** Your goal **
Pick out and copy each line below that contains the string "tree". Case counts.

** Data listing **

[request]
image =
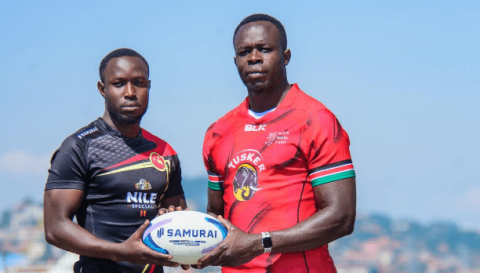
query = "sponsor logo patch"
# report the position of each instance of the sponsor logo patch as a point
(254, 128)
(248, 165)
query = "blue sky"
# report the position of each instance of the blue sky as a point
(403, 77)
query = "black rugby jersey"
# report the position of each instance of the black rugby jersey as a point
(124, 182)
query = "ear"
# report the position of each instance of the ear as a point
(101, 88)
(286, 56)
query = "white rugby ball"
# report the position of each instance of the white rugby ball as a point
(186, 235)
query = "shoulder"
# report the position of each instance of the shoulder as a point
(82, 136)
(306, 103)
(228, 120)
(161, 144)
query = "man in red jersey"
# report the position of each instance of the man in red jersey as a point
(279, 166)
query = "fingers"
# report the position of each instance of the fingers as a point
(170, 208)
(141, 230)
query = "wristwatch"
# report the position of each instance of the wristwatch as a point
(266, 242)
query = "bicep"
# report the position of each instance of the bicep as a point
(339, 196)
(61, 204)
(215, 202)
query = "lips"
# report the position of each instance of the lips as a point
(255, 73)
(130, 107)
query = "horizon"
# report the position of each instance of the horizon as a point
(402, 78)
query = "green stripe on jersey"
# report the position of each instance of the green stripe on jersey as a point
(215, 186)
(333, 177)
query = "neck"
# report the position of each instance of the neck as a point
(127, 130)
(267, 99)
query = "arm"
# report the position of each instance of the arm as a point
(336, 216)
(60, 205)
(215, 202)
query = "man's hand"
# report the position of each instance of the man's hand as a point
(135, 251)
(238, 248)
(170, 208)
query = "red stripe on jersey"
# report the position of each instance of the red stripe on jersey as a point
(162, 149)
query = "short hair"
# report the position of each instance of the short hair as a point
(120, 52)
(264, 17)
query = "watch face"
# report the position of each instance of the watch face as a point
(267, 241)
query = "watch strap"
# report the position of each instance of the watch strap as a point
(267, 242)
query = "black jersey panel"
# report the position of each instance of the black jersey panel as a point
(123, 181)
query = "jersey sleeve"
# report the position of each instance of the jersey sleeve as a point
(326, 146)
(68, 166)
(175, 180)
(215, 179)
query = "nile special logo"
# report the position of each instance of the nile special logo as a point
(248, 164)
(143, 185)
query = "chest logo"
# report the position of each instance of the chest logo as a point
(254, 128)
(143, 185)
(248, 165)
(158, 161)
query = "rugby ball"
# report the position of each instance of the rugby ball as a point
(186, 235)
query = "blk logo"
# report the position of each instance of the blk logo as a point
(254, 128)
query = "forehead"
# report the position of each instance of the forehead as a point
(125, 65)
(257, 32)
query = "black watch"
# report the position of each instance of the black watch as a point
(267, 242)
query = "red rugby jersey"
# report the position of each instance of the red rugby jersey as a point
(267, 167)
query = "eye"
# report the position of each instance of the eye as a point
(141, 83)
(244, 52)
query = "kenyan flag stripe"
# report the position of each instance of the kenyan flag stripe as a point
(335, 172)
(215, 178)
(215, 182)
(333, 177)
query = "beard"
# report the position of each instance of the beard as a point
(124, 119)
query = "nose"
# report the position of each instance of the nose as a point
(130, 91)
(254, 57)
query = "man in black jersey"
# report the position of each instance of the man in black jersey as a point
(113, 176)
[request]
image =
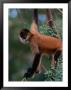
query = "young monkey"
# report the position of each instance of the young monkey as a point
(40, 44)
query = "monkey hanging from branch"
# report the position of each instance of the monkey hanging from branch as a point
(40, 44)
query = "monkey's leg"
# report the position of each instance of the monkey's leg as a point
(35, 65)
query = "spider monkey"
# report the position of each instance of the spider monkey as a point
(40, 44)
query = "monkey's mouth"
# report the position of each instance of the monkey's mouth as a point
(21, 40)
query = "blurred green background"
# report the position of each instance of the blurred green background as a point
(20, 56)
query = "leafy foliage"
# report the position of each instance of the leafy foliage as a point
(20, 56)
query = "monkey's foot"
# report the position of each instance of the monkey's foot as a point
(52, 66)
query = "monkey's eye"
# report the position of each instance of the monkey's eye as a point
(23, 35)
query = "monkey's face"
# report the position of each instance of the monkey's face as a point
(24, 35)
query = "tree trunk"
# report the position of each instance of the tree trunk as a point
(49, 18)
(35, 16)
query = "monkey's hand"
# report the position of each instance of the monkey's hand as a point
(28, 74)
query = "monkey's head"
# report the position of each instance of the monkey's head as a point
(24, 35)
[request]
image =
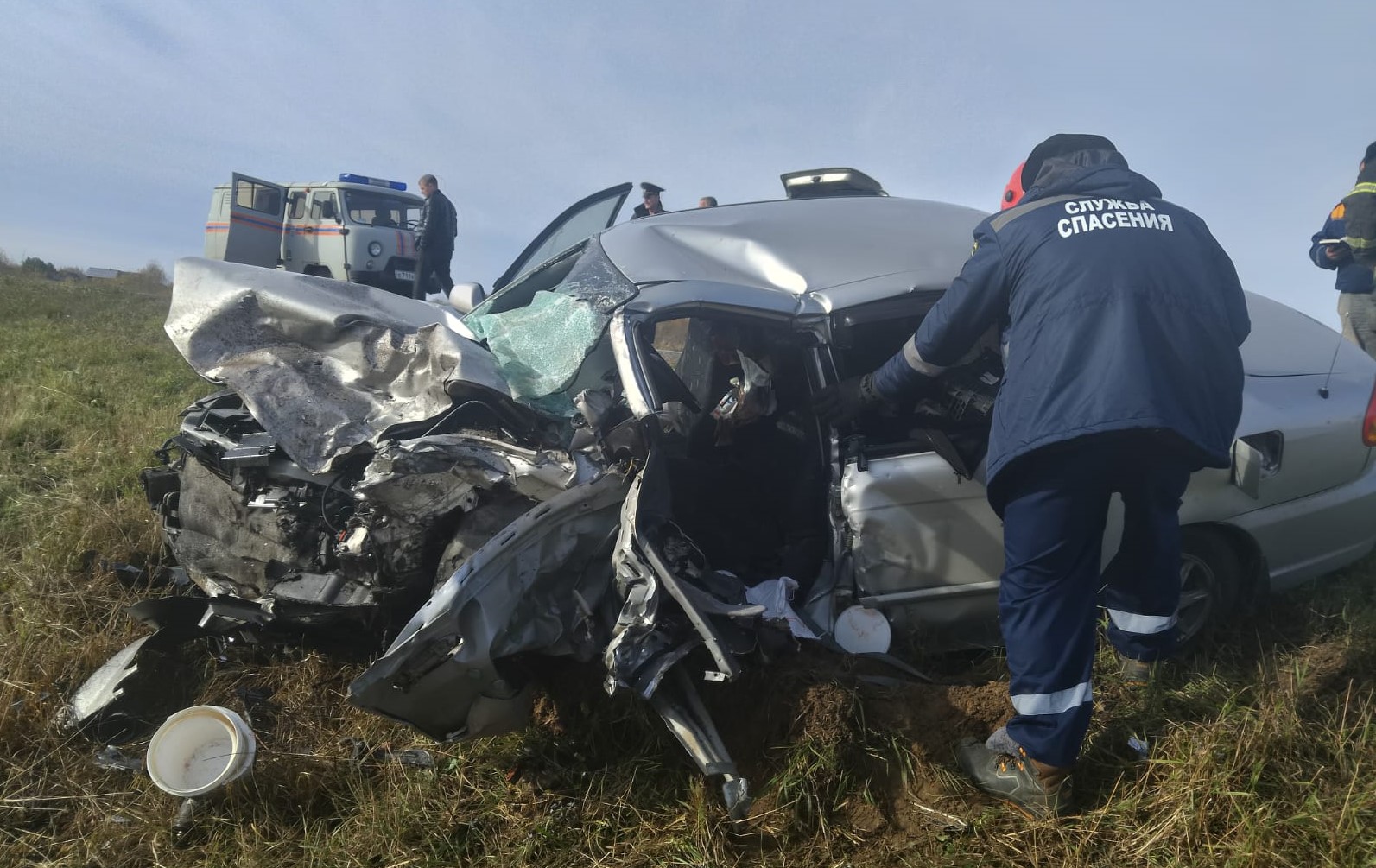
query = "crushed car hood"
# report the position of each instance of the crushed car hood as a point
(322, 364)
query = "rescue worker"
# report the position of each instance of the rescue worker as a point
(1354, 283)
(1120, 320)
(1361, 212)
(434, 238)
(651, 206)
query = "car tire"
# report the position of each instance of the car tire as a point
(1210, 585)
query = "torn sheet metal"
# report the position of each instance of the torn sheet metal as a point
(530, 589)
(134, 691)
(322, 364)
(434, 475)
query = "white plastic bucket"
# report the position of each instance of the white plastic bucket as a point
(199, 750)
(863, 630)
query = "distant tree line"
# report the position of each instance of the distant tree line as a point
(32, 266)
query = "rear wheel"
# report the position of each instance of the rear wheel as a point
(1211, 577)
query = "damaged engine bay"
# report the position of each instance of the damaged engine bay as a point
(369, 468)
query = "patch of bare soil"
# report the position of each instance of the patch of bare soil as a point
(1327, 668)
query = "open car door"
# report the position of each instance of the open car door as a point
(253, 234)
(580, 220)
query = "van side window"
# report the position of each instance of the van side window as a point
(257, 197)
(322, 206)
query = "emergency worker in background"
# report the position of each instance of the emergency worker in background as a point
(1120, 320)
(434, 238)
(1355, 303)
(650, 206)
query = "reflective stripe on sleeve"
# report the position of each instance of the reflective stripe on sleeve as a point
(1142, 624)
(1053, 703)
(916, 362)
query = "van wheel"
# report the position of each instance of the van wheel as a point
(1210, 585)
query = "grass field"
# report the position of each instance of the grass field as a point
(1262, 750)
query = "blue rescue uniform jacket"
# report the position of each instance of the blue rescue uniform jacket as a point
(1352, 276)
(1118, 310)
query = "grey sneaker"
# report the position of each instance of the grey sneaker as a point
(1037, 791)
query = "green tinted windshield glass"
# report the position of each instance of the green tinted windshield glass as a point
(541, 345)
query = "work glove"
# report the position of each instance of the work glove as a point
(844, 401)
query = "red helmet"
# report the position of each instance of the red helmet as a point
(1013, 193)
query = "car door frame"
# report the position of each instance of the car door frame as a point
(253, 237)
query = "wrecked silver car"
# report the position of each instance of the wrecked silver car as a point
(614, 459)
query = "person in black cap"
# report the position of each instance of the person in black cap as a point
(651, 206)
(1346, 246)
(1120, 320)
(435, 236)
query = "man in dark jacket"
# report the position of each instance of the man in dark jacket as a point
(651, 206)
(1355, 303)
(1120, 320)
(1361, 212)
(434, 238)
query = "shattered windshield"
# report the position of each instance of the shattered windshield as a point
(541, 347)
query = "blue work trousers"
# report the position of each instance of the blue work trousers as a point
(1056, 504)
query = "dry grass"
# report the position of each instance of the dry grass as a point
(1262, 753)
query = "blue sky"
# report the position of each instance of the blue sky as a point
(120, 117)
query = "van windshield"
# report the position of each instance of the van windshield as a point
(368, 208)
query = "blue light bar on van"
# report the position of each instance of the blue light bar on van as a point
(376, 182)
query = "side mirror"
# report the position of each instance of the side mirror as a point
(464, 297)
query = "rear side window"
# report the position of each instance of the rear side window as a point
(257, 197)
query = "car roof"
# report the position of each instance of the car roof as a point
(825, 253)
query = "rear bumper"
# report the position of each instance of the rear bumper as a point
(1317, 534)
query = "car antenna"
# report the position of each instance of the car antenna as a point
(1322, 390)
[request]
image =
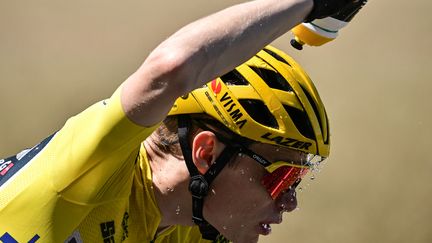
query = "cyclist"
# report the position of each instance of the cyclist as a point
(224, 163)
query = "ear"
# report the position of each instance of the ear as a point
(205, 149)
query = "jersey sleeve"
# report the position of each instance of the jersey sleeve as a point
(95, 153)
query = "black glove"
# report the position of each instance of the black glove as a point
(340, 9)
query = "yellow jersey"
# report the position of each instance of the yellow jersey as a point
(89, 182)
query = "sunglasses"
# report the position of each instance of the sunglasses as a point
(282, 175)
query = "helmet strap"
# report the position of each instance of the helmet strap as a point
(199, 184)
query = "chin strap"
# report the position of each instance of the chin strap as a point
(199, 184)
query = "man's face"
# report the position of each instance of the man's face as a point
(239, 205)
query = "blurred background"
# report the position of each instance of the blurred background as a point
(58, 57)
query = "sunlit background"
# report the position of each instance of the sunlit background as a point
(58, 57)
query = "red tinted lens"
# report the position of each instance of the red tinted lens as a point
(281, 179)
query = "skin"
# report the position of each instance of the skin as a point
(194, 55)
(239, 218)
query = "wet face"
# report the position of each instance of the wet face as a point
(239, 206)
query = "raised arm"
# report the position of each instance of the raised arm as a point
(203, 50)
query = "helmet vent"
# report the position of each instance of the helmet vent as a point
(234, 78)
(276, 56)
(273, 79)
(301, 121)
(259, 112)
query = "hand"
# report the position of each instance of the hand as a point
(326, 8)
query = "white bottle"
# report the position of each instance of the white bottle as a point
(321, 31)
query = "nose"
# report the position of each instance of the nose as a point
(287, 201)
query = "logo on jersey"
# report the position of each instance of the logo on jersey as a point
(125, 225)
(108, 231)
(74, 238)
(216, 86)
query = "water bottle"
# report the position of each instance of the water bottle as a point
(321, 31)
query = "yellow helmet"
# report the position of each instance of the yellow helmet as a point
(268, 99)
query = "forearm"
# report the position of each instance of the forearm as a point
(203, 50)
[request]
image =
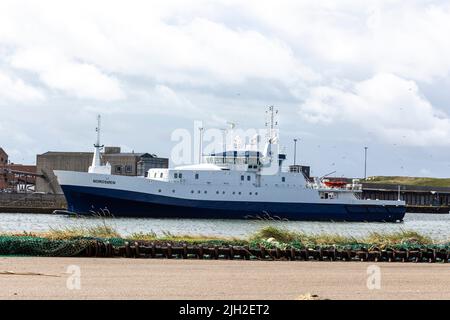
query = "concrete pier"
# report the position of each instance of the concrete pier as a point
(31, 202)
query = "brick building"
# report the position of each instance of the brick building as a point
(127, 164)
(15, 177)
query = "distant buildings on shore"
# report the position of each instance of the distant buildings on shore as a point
(125, 164)
(40, 177)
(16, 177)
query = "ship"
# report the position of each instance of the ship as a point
(235, 183)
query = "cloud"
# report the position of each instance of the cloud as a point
(390, 106)
(13, 89)
(73, 78)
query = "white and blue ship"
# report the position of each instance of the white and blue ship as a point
(235, 184)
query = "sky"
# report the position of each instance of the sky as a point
(343, 75)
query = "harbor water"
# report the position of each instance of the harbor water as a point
(437, 226)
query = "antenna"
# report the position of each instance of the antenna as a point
(99, 119)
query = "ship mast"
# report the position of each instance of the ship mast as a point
(96, 160)
(271, 124)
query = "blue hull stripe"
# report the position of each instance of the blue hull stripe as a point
(84, 200)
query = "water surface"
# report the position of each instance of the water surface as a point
(436, 226)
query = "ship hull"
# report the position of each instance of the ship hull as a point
(90, 200)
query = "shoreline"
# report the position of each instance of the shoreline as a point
(46, 278)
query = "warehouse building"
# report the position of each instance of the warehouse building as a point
(15, 177)
(125, 164)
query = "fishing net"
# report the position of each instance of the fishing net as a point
(36, 246)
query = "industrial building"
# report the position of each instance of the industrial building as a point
(15, 177)
(125, 164)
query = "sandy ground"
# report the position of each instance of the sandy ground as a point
(47, 278)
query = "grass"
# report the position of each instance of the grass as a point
(269, 236)
(410, 181)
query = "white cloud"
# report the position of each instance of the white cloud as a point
(13, 89)
(388, 105)
(74, 78)
(225, 59)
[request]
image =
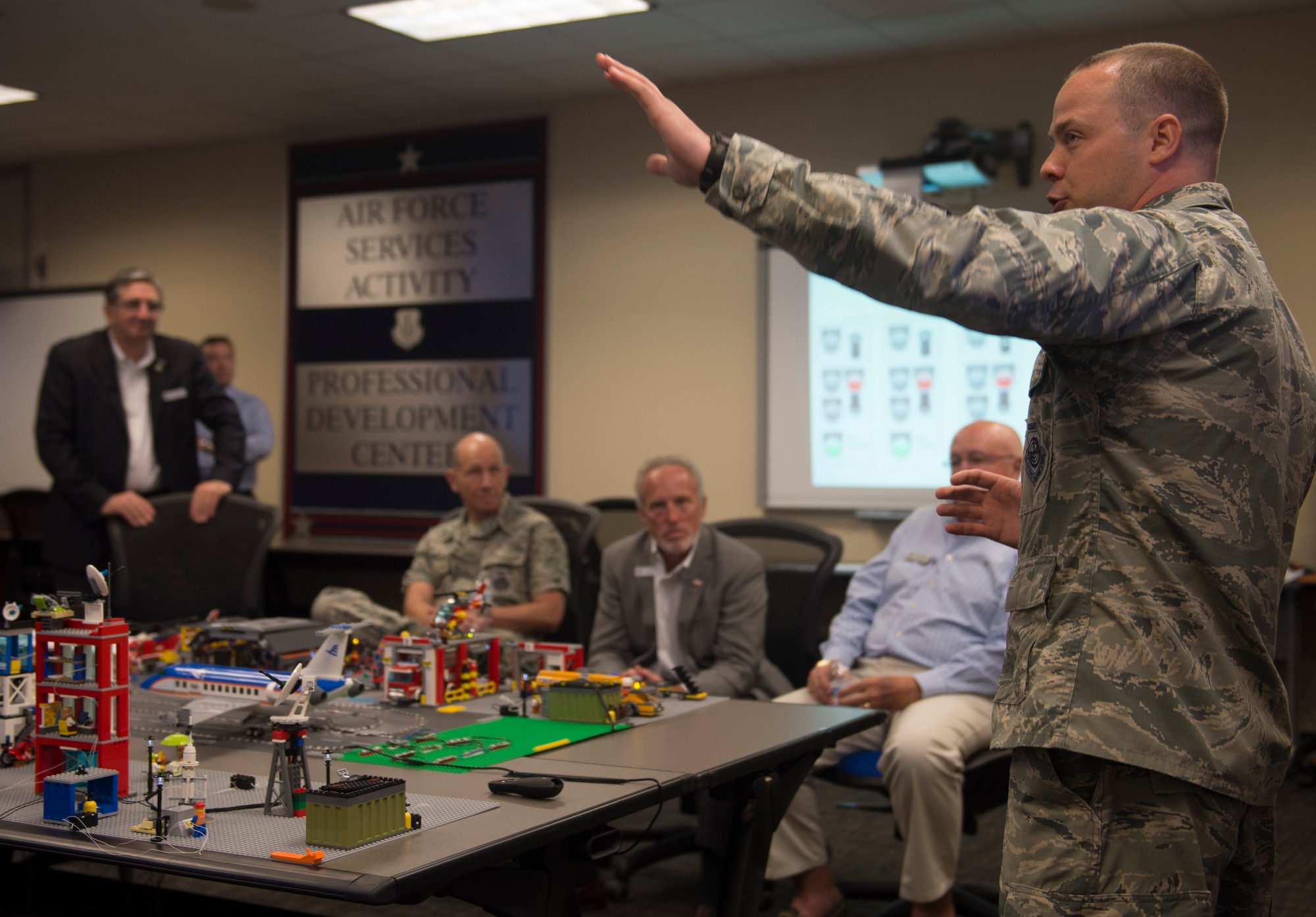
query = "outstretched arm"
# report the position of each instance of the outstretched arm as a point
(985, 505)
(688, 147)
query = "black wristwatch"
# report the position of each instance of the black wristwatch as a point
(715, 161)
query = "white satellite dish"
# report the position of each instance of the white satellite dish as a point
(98, 581)
(290, 687)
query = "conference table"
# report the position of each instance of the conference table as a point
(526, 856)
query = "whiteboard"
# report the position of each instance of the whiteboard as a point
(30, 326)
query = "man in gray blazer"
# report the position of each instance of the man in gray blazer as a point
(684, 594)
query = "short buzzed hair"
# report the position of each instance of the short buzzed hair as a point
(218, 339)
(1156, 78)
(472, 436)
(661, 461)
(131, 276)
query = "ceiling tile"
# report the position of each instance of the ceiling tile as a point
(332, 34)
(507, 49)
(756, 18)
(693, 63)
(871, 10)
(956, 27)
(617, 35)
(1063, 16)
(423, 61)
(581, 77)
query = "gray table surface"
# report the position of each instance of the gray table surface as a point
(693, 751)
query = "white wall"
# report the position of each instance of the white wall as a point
(651, 294)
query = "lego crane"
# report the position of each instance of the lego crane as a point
(289, 773)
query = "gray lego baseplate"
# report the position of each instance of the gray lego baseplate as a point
(248, 833)
(335, 725)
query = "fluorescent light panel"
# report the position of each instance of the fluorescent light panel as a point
(10, 95)
(438, 20)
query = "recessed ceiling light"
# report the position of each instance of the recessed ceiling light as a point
(436, 20)
(10, 95)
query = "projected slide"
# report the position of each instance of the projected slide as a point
(889, 389)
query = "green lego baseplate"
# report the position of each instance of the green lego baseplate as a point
(472, 743)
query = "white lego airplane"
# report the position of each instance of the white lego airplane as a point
(218, 689)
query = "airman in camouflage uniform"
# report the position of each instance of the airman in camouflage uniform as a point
(514, 548)
(519, 552)
(1171, 443)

** Worked answer **
query = "tree trunk"
# report the position of each instance of the tree trunk as a point
query = "distant tree line"
# report the position of each instance of the distant tree line as a point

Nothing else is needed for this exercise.